Selection:
— BEGIN —

Thursday, November 18, 2010

Quirky Kids

My classes this term are rather uninspiring. I have a handful of bright and interested students, but the dead wood they have for classmates pretty much ensures that a cloud of doom hangs over most of the class meetings.

My approach to this has been to complain on FaceBook and just forge ahead, making my own fun. I've let myself spin off into many "non-traditional" areas in all the classes - - liberally discussing contraceptives in the survey course and tackling homonormativity in the women's history class. Hey, it was what I was thinking about at the time and I thought maybe it would be good to model intellectual processing/curiosity for them. Oh yeah, and talking about sex and sexuality tends to bring the focus back to me.

Anyway... there was a lighthearted moment the other day that I thought I would share. In my Tuesday afternoon survey (deadly time slot: 3-5:50pm), while I was prattling on about post-war suburbanization and urban renewal, a young, bright, but goofy student raised his hand:

"Yes, K___?"

"I'm sorry to interrupt you, but there is a really big spider right here and I was wondering if I could just take it outside."

Needless to say, there was a lot of head-shaking and laughter from the class.

I told him go ahead if that is what he needed to do. And he did. And then I got back to the Housing Act of 1949 and how it isn't really about housing...

I actually really like this student. He does read. He got very curious about Minor v. Happersett and looked up the court decision while I was discussing it and then read a couple of juicy bits from the decision for the class in order to illustrate my interpretation. He has written very non-traditional papers and essays, but they showed a level of engagement and thinking that earned him good (though not outstanding) grades. Okay, he interrupts a lecture to save a spider and the other students must think him nuts, but I like him. I'll take a creative spider-saver over a plays-it-safe regurgitator any day, given the choice.

— END —

Set exercise: Please reproduce the classroom spider post above word for word, everything from "Thursday, November 18, 2010" down to "the class meetings.".

Given data:
— BEGIN —

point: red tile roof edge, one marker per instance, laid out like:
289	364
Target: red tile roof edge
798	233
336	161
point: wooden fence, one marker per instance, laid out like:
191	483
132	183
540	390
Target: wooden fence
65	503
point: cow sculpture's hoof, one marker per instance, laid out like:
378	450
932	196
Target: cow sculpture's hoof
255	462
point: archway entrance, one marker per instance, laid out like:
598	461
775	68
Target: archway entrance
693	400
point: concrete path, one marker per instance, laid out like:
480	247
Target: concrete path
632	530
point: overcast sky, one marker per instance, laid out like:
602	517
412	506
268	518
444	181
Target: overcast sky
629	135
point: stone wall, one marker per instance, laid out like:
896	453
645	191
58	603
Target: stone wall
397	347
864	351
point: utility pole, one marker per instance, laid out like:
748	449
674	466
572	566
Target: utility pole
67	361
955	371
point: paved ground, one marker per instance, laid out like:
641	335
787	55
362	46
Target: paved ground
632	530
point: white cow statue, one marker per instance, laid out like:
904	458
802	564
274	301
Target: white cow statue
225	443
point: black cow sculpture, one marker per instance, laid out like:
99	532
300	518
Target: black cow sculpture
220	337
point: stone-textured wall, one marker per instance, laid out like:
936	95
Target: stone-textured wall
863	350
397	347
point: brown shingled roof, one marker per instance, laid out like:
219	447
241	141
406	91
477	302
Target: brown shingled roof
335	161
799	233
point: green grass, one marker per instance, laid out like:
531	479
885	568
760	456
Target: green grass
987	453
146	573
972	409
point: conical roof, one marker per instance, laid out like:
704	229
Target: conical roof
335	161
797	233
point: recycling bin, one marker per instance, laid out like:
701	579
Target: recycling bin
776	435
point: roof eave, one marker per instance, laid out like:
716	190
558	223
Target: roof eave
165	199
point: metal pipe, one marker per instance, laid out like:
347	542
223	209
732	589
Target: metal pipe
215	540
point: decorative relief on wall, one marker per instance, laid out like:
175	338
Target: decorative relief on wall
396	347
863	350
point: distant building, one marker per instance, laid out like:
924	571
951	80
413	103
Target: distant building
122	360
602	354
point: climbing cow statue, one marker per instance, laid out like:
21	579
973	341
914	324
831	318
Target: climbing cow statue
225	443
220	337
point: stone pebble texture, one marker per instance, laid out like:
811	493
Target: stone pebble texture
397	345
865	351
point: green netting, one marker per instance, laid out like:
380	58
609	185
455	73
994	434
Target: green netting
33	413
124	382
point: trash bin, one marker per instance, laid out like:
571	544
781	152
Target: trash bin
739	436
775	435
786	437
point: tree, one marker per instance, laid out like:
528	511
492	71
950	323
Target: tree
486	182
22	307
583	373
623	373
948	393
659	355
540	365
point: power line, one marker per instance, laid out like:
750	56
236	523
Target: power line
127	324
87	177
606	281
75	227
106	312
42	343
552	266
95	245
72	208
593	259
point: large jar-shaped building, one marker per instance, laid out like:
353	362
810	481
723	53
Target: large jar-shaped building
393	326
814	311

— END —

Result for this exercise:
Thursday, November 18, 2010

Quirky Kids

My classes this term are rather uninspiring. I have a handful of bright and interested students, but the dead wood they have for classmates pretty much ensures that a cloud of doom hangs over most of the class meetings.